▶ [Task]:
Extract every line of the entries below that contains the word "target". Case counts, so match capital and lowercase letters exactly.

════════════════════

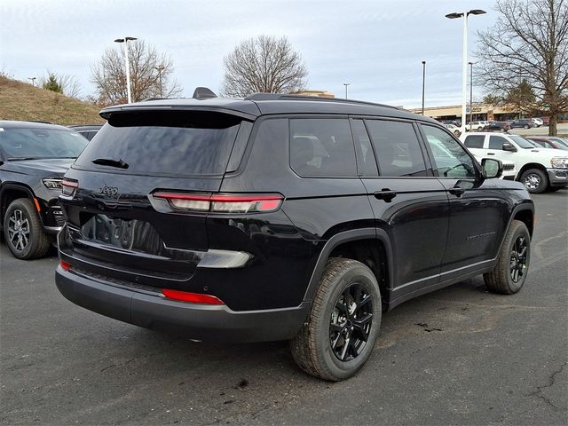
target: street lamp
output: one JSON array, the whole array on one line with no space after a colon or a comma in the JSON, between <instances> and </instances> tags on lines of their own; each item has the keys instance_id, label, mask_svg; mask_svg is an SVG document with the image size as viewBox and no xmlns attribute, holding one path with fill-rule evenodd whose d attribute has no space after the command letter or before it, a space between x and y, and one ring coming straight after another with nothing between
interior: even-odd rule
<instances>
[{"instance_id":1,"label":"street lamp","mask_svg":"<svg viewBox=\"0 0 568 426\"><path fill-rule=\"evenodd\" d=\"M126 64L126 96L128 98L128 103L132 102L132 99L130 98L130 66L128 62L128 42L133 42L134 40L138 40L136 37L124 37L124 38L117 38L114 40L114 43L124 43L124 62Z\"/></svg>"},{"instance_id":2,"label":"street lamp","mask_svg":"<svg viewBox=\"0 0 568 426\"><path fill-rule=\"evenodd\" d=\"M469 131L471 131L471 122L473 122L473 64L469 64Z\"/></svg>"},{"instance_id":3,"label":"street lamp","mask_svg":"<svg viewBox=\"0 0 568 426\"><path fill-rule=\"evenodd\" d=\"M422 60L422 115L424 115L424 88L426 84L426 61Z\"/></svg>"},{"instance_id":4,"label":"street lamp","mask_svg":"<svg viewBox=\"0 0 568 426\"><path fill-rule=\"evenodd\" d=\"M347 99L347 86L349 86L351 83L343 83L343 86L345 86L345 99Z\"/></svg>"},{"instance_id":5,"label":"street lamp","mask_svg":"<svg viewBox=\"0 0 568 426\"><path fill-rule=\"evenodd\" d=\"M468 16L483 15L486 13L481 9L473 9L469 12L448 13L446 17L449 20L463 18L463 63L462 72L462 133L465 133L467 91L468 91Z\"/></svg>"},{"instance_id":6,"label":"street lamp","mask_svg":"<svg viewBox=\"0 0 568 426\"><path fill-rule=\"evenodd\" d=\"M158 71L158 78L160 80L160 98L163 98L163 93L162 93L162 72L166 69L166 67L163 65L159 65L158 67L155 67L154 69L156 69Z\"/></svg>"}]
</instances>

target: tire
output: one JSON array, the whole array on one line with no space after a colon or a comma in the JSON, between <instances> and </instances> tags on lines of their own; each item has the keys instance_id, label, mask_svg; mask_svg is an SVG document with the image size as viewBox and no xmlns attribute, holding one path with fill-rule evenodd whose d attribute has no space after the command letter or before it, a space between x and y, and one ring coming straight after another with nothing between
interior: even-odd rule
<instances>
[{"instance_id":1,"label":"tire","mask_svg":"<svg viewBox=\"0 0 568 426\"><path fill-rule=\"evenodd\" d=\"M526 280L531 261L531 235L520 220L513 220L497 258L497 265L483 275L485 286L494 293L512 295Z\"/></svg>"},{"instance_id":2,"label":"tire","mask_svg":"<svg viewBox=\"0 0 568 426\"><path fill-rule=\"evenodd\" d=\"M4 237L12 254L19 259L42 257L51 247L29 198L20 198L8 206L4 217Z\"/></svg>"},{"instance_id":3,"label":"tire","mask_svg":"<svg viewBox=\"0 0 568 426\"><path fill-rule=\"evenodd\" d=\"M363 301L359 307L358 298ZM306 373L324 380L352 376L371 355L381 313L381 292L371 270L356 260L329 259L308 319L290 341L294 360Z\"/></svg>"},{"instance_id":4,"label":"tire","mask_svg":"<svg viewBox=\"0 0 568 426\"><path fill-rule=\"evenodd\" d=\"M529 169L521 175L521 182L531 193L542 193L548 187L548 178L539 169Z\"/></svg>"}]
</instances>

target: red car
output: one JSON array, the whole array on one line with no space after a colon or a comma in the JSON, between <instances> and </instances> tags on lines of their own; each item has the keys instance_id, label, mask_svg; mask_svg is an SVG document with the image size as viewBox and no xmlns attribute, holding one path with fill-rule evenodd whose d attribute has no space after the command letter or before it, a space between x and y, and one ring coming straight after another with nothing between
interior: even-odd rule
<instances>
[{"instance_id":1,"label":"red car","mask_svg":"<svg viewBox=\"0 0 568 426\"><path fill-rule=\"evenodd\" d=\"M528 137L525 138L531 142L535 142L544 148L562 149L568 151L568 144L563 141L560 138L554 137Z\"/></svg>"}]
</instances>

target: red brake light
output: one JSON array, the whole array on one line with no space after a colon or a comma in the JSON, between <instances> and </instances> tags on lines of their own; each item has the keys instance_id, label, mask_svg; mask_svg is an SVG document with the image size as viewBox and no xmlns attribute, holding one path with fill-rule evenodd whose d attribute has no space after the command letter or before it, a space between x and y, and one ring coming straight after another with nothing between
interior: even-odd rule
<instances>
[{"instance_id":1,"label":"red brake light","mask_svg":"<svg viewBox=\"0 0 568 426\"><path fill-rule=\"evenodd\" d=\"M278 210L284 197L280 194L206 194L158 192L154 197L168 201L178 209L217 213L255 213Z\"/></svg>"},{"instance_id":2,"label":"red brake light","mask_svg":"<svg viewBox=\"0 0 568 426\"><path fill-rule=\"evenodd\" d=\"M64 260L59 262L59 266L61 266L61 268L63 268L65 271L69 271L71 269L71 264L67 264Z\"/></svg>"},{"instance_id":3,"label":"red brake light","mask_svg":"<svg viewBox=\"0 0 568 426\"><path fill-rule=\"evenodd\" d=\"M190 293L188 291L162 288L162 294L169 299L179 300L181 302L190 302L192 304L225 304L225 303L218 297L210 295L203 295L201 293Z\"/></svg>"}]
</instances>

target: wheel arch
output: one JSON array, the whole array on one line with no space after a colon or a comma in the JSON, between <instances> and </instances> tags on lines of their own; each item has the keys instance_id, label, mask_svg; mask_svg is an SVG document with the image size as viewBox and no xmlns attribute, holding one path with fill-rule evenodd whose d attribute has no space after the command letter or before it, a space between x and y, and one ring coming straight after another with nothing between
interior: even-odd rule
<instances>
[{"instance_id":1,"label":"wheel arch","mask_svg":"<svg viewBox=\"0 0 568 426\"><path fill-rule=\"evenodd\" d=\"M4 215L12 201L19 198L34 200L34 192L24 184L4 184L0 187L0 219L4 223ZM43 223L42 215L38 215Z\"/></svg>"},{"instance_id":2,"label":"wheel arch","mask_svg":"<svg viewBox=\"0 0 568 426\"><path fill-rule=\"evenodd\" d=\"M321 249L304 300L312 301L326 263L330 257L345 257L363 263L377 279L383 306L388 305L392 283L393 256L387 233L377 228L359 228L333 235Z\"/></svg>"},{"instance_id":3,"label":"wheel arch","mask_svg":"<svg viewBox=\"0 0 568 426\"><path fill-rule=\"evenodd\" d=\"M543 171L545 174L547 173L547 168L544 167L540 162L527 162L518 171L518 173L517 174L517 179L515 179L515 180L520 181L521 180L521 176L523 176L523 173L525 173L526 170L529 170L531 169L538 169L540 171Z\"/></svg>"}]
</instances>

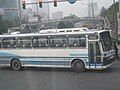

════════════════════

▶ [Task solution]:
target: street lamp
target: tire
target: red car
target: red brake light
target: wheel arch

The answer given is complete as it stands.